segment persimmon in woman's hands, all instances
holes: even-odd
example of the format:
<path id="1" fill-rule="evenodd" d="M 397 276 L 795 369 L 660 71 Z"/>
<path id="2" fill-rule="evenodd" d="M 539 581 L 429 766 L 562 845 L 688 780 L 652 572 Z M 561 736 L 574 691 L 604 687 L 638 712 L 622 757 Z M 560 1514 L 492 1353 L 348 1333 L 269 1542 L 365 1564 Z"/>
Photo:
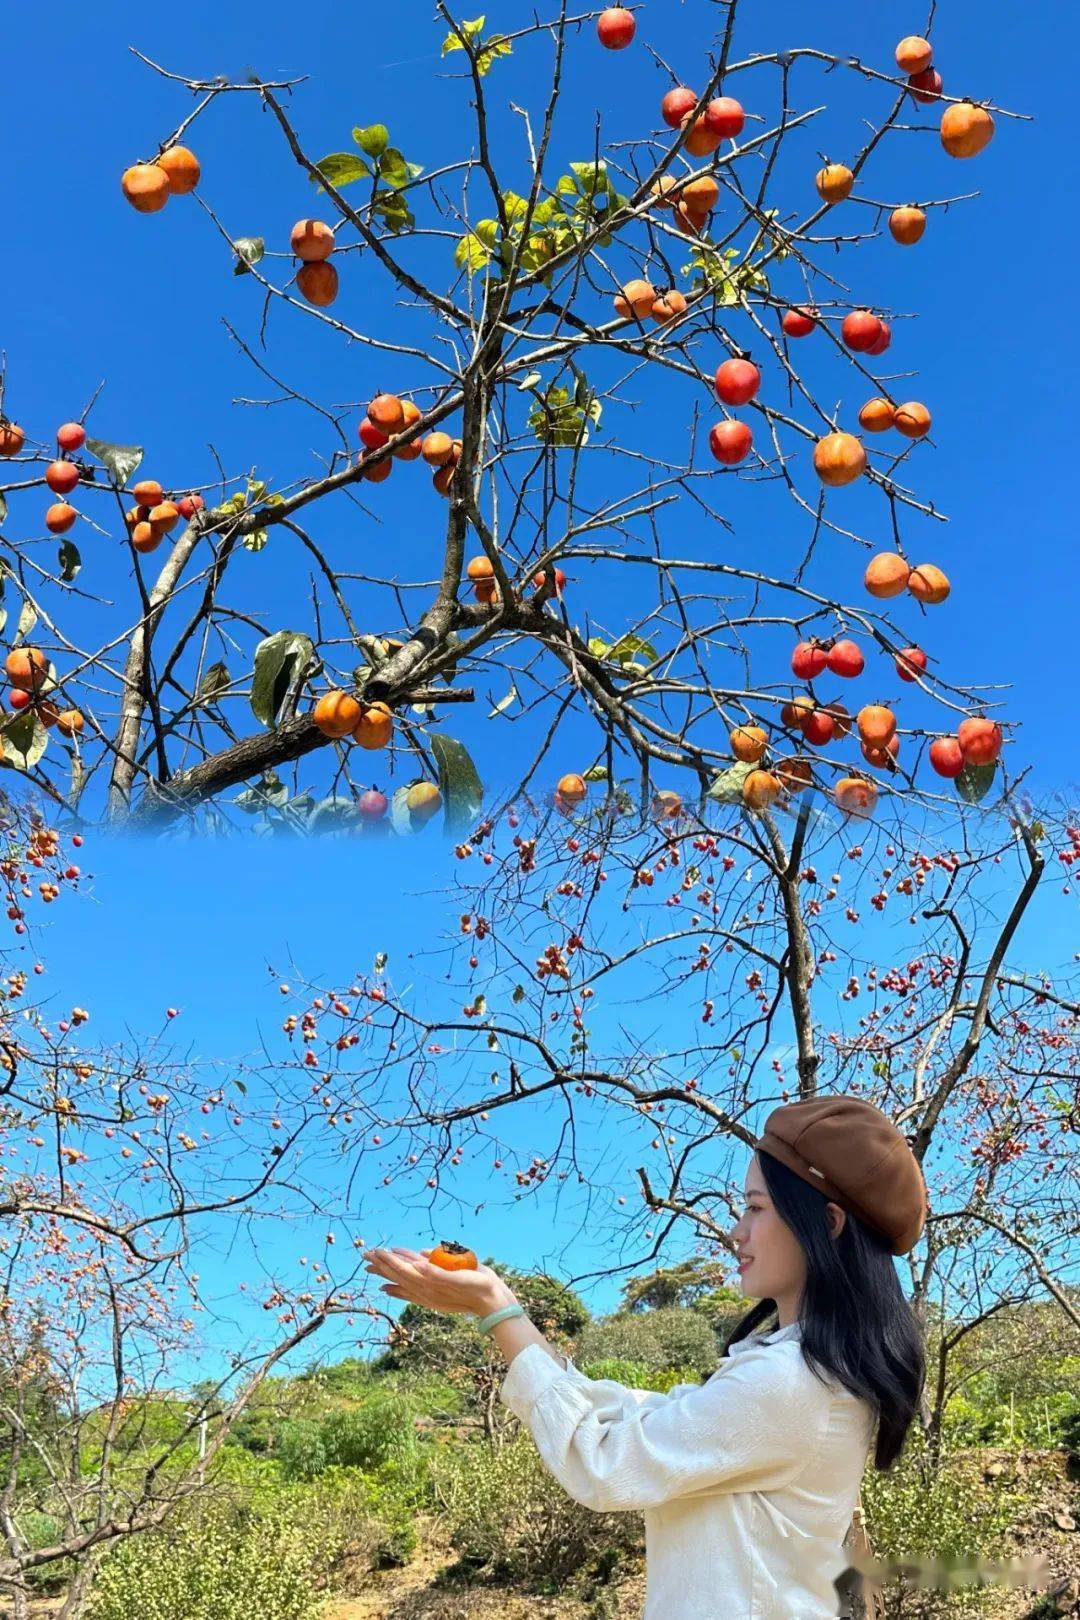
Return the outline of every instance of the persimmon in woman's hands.
<path id="1" fill-rule="evenodd" d="M 364 1263 L 370 1273 L 387 1279 L 382 1293 L 430 1311 L 486 1316 L 514 1299 L 498 1272 L 481 1265 L 471 1249 L 457 1243 L 421 1250 L 366 1249 Z"/>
■ ■ ■ ■ ■ ■ ■
**WHAT IS REQUIRED**
Set down the records above exactly, leaving out pictures.

**SOLVED EXERCISE**
segment persimmon in woman's hands, all instances
holes: even-odd
example of the format:
<path id="1" fill-rule="evenodd" d="M 397 276 L 795 369 L 660 71 Z"/>
<path id="2" fill-rule="evenodd" d="M 539 581 L 429 766 L 562 845 L 688 780 L 652 572 Z M 561 736 L 574 691 L 604 687 L 638 712 L 622 757 Z M 560 1514 L 492 1353 L 348 1333 L 269 1542 L 365 1564 Z"/>
Photo:
Return the outline of every instance of the persimmon in woman's hands.
<path id="1" fill-rule="evenodd" d="M 364 1263 L 370 1273 L 387 1279 L 382 1293 L 430 1311 L 486 1316 L 514 1299 L 498 1272 L 481 1265 L 471 1249 L 457 1243 L 421 1250 L 366 1249 Z"/>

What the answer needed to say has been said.